### KURZE AUFGABE A
Warum muss man sich laut Norbert Bolz keine Sorgen um das Überleben des Buches machen? Erkläre es anhand des Textes über die Zukunft des Buches in ein bis drei Sätzen.
== AUSGEWÄHLTER TEXT
Das Buch hat also eine lange Geschichte, und sie scheint noch lange nicht an ihr Ende gekommen zu sein. Selbstverständlich sind auch E-Books Bücher, und die von Google millionenfach digitalisierten Druckschriften aus den großen Bibliotheken bleiben Bücher, auch wenn sie heute via Internet am eigenen PC wesentlich einfacher zugänglich sind.

Computer und Internet als neue Leitmedien unserer Kultur

Stellt man die Frage pointierter, wie die Zukunft des gedruckten Buches aussehen wird, so werden wir anerkennen müssen, dass seine Blütezeit vorüber ist. Laut Medientheoretikern wie Norbert Bolz hat das Medium des (gedruckten) Buchs seine Rolle als Leitmedium unserer Kultur längst schon an Computer und Internet abgetreten. Um das Überleben des Buches, so Bolz, brauche man sich deswegen noch lange keine Sorgen zu machen: "Nicht das Medium Buch an sich ist am Ende, sondern das Buch als Leitmedium der Gegenwart ist am Ende. Diese Stelle nimmt der Computer ein. Aber das Buch gewinnt eine neue, sehr edle und achtenswerte Funktion - nämlich die der humanen Kompensation. (...) Es bietet den Trost der Überschaubarkeit."
====
### KURZE AUFGABE B
Liste alle Zeilen auf, die das Wort "face" enthalten. Groß- und Kleinschreibung zählt.
== VORLIEGENDE DATEN
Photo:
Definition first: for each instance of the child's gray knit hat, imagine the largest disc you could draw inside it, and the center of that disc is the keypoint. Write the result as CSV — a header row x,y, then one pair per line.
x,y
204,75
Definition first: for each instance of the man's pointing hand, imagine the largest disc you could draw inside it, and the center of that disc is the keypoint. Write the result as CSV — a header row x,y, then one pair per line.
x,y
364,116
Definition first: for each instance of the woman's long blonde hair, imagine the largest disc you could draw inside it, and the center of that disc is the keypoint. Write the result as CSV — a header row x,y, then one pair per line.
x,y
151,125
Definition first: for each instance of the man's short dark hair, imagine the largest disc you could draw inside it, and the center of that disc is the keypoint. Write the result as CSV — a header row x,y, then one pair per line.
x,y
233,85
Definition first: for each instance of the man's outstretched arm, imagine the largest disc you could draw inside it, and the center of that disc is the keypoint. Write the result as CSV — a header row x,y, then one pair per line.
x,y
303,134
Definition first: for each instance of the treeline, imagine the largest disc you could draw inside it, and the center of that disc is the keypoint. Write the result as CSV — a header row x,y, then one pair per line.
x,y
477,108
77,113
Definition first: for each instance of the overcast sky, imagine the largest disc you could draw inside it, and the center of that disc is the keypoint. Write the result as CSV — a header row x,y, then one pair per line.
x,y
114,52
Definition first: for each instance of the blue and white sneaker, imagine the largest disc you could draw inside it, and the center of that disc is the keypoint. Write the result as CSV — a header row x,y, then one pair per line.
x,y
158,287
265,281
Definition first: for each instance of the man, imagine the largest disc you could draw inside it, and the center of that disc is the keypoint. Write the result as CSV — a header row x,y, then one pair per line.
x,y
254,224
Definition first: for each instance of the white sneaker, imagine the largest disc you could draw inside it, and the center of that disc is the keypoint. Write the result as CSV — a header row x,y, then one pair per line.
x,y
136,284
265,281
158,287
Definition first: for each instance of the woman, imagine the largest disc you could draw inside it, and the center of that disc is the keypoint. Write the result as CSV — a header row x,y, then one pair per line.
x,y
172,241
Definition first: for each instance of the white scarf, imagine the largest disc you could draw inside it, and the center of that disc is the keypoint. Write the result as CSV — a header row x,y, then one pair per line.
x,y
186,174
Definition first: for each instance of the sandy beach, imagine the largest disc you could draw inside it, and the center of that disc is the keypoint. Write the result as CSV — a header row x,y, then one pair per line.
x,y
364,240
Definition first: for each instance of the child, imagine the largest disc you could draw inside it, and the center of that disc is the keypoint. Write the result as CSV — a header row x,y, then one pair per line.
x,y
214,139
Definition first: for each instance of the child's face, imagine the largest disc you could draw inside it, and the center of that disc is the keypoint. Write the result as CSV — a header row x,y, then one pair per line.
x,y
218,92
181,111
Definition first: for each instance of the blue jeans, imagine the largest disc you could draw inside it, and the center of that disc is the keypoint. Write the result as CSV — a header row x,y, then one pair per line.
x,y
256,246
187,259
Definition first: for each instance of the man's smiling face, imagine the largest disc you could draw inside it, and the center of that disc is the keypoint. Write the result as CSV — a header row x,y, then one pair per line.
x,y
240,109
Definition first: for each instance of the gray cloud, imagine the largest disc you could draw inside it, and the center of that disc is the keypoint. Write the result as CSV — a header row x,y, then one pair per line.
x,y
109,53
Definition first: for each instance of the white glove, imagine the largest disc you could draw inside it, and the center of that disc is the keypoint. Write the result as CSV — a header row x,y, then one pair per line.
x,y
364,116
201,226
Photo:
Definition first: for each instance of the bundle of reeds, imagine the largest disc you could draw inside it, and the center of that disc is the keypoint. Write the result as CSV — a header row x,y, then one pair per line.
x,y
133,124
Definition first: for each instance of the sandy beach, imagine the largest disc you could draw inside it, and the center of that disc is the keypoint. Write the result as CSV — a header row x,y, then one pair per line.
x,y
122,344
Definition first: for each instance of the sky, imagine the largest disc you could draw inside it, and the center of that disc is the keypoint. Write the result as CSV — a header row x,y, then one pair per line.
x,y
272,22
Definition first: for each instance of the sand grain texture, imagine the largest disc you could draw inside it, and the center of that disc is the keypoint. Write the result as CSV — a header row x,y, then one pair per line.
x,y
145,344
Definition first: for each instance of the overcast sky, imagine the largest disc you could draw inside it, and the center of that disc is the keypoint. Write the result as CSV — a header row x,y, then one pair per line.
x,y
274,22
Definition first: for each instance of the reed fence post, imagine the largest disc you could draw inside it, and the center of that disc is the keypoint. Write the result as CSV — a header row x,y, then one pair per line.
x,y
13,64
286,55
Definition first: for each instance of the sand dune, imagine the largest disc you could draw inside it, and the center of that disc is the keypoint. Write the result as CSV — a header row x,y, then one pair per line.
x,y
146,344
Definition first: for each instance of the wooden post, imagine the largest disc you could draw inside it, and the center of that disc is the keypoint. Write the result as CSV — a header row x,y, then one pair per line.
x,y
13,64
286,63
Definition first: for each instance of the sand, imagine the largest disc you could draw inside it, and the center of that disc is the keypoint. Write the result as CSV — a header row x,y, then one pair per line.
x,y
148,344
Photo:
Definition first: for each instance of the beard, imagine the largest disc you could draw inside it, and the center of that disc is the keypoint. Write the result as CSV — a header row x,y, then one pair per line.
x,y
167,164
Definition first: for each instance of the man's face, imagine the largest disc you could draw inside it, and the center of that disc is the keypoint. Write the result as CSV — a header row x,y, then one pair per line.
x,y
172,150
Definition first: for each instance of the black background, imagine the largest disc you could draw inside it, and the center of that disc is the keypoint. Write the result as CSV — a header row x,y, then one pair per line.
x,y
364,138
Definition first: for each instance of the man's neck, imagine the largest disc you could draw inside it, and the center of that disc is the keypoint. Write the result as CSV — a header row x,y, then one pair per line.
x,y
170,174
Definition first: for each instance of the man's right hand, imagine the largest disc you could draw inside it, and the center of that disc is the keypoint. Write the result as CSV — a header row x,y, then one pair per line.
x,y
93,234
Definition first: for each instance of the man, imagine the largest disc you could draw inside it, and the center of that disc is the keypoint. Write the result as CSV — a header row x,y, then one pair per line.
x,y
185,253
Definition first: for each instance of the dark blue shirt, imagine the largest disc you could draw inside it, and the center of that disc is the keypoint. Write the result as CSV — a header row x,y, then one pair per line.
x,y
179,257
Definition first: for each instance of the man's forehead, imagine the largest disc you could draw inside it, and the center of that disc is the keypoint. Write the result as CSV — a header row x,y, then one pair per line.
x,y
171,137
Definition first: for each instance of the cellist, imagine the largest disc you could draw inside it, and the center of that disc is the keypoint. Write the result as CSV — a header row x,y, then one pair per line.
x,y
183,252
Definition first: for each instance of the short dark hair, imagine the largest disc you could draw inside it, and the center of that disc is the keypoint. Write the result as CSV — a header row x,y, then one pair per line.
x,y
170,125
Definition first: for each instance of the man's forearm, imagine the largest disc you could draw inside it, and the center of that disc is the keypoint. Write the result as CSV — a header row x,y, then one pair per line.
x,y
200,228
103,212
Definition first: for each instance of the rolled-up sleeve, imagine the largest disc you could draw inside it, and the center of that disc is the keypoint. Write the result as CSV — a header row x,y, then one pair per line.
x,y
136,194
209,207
====
### ANTWORT A
Nach Bolz ist nicht das Medium Buch an sich am Ende, sondern nur das Buch als Leitmedium der Gegenwart, und diese Rolle hat der Computer übernommen. Dafür gewinnt das Buch eine neue, edle Funktion, nämlich die der humanen Kompensation: Es bietet den Trost der Überschaubarkeit.

### ANTWORT B
Definition first: for each instance of the child's face, imagine the largest disc you could draw inside it, and the center of that disc is the keypoint. Write the result as CSV — a header row x,y, then one pair per line.
Definition first: for each instance of the man's smiling face, imagine the largest disc you could draw inside it, and the center of that disc is the keypoint. Write the result as CSV — a header row x,y, then one pair per line.
Definition first: for each instance of the man's face, imagine the largest disc you could draw inside it, and the center of that disc is the keypoint. Write the result as CSV — a header row x,y, then one pair per line.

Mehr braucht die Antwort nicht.